WHAT YOU SHOULD DO:
Reproduce the lines below word for word, omitting the pictures.

(Region labeling lines)
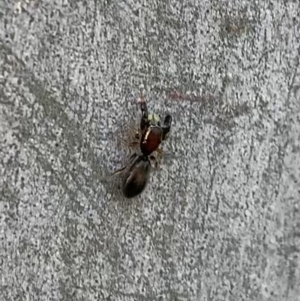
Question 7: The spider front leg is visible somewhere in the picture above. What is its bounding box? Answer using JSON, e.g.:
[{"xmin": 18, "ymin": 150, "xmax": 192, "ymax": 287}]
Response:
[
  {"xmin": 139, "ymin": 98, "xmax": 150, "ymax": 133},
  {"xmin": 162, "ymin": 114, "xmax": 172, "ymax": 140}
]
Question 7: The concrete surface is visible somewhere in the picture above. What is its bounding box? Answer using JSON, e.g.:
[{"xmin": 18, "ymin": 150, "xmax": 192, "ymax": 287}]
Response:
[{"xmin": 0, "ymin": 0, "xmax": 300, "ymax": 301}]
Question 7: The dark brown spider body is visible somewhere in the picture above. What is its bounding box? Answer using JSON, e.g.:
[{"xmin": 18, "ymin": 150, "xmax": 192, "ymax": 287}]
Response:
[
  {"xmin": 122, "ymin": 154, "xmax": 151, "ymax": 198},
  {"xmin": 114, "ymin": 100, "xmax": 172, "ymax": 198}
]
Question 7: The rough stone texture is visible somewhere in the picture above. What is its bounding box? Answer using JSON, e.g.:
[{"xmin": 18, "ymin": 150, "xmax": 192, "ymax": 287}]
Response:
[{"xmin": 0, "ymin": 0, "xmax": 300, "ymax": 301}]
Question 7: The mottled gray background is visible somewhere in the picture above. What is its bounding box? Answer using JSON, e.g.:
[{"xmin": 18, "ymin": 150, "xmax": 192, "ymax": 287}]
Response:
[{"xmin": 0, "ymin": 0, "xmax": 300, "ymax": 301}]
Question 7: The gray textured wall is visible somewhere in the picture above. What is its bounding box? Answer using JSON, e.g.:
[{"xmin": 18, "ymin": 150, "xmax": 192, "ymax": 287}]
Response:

TASK SOLUTION:
Question 7: The spider front leg is visible somewhere in the picture above. What is its bounding box? Answer using JSON, e.g.:
[{"xmin": 18, "ymin": 150, "xmax": 192, "ymax": 287}]
Response:
[
  {"xmin": 139, "ymin": 98, "xmax": 150, "ymax": 133},
  {"xmin": 162, "ymin": 114, "xmax": 172, "ymax": 140}
]
Question 7: The concrete surface is visible somewhere in the picture above. What is its bounding box? Answer using JSON, e.g.:
[{"xmin": 18, "ymin": 150, "xmax": 192, "ymax": 287}]
Response:
[{"xmin": 0, "ymin": 0, "xmax": 300, "ymax": 301}]
Question 7: The dark brown spider body is visible somewhere in the picture above. What is its bounding box? Answer using JSON, e.g.:
[{"xmin": 18, "ymin": 150, "xmax": 192, "ymax": 287}]
Response:
[
  {"xmin": 122, "ymin": 154, "xmax": 151, "ymax": 198},
  {"xmin": 114, "ymin": 100, "xmax": 172, "ymax": 198}
]
Question 7: The rough stone texture is visible somewhere in the picture above. What is its bounding box? Answer using JSON, e.g.:
[{"xmin": 18, "ymin": 150, "xmax": 192, "ymax": 287}]
Response:
[{"xmin": 0, "ymin": 0, "xmax": 300, "ymax": 301}]
Question 7: The mottled gray background is visible somewhere in the picture above. What is its bounding box? Answer using JSON, e.g.:
[{"xmin": 18, "ymin": 150, "xmax": 192, "ymax": 287}]
Response:
[{"xmin": 0, "ymin": 0, "xmax": 300, "ymax": 301}]
Question 7: The gray textured wall is visible somewhere in the picture above. What is its bounding box? Answer using JSON, e.g.:
[{"xmin": 18, "ymin": 150, "xmax": 192, "ymax": 287}]
Response:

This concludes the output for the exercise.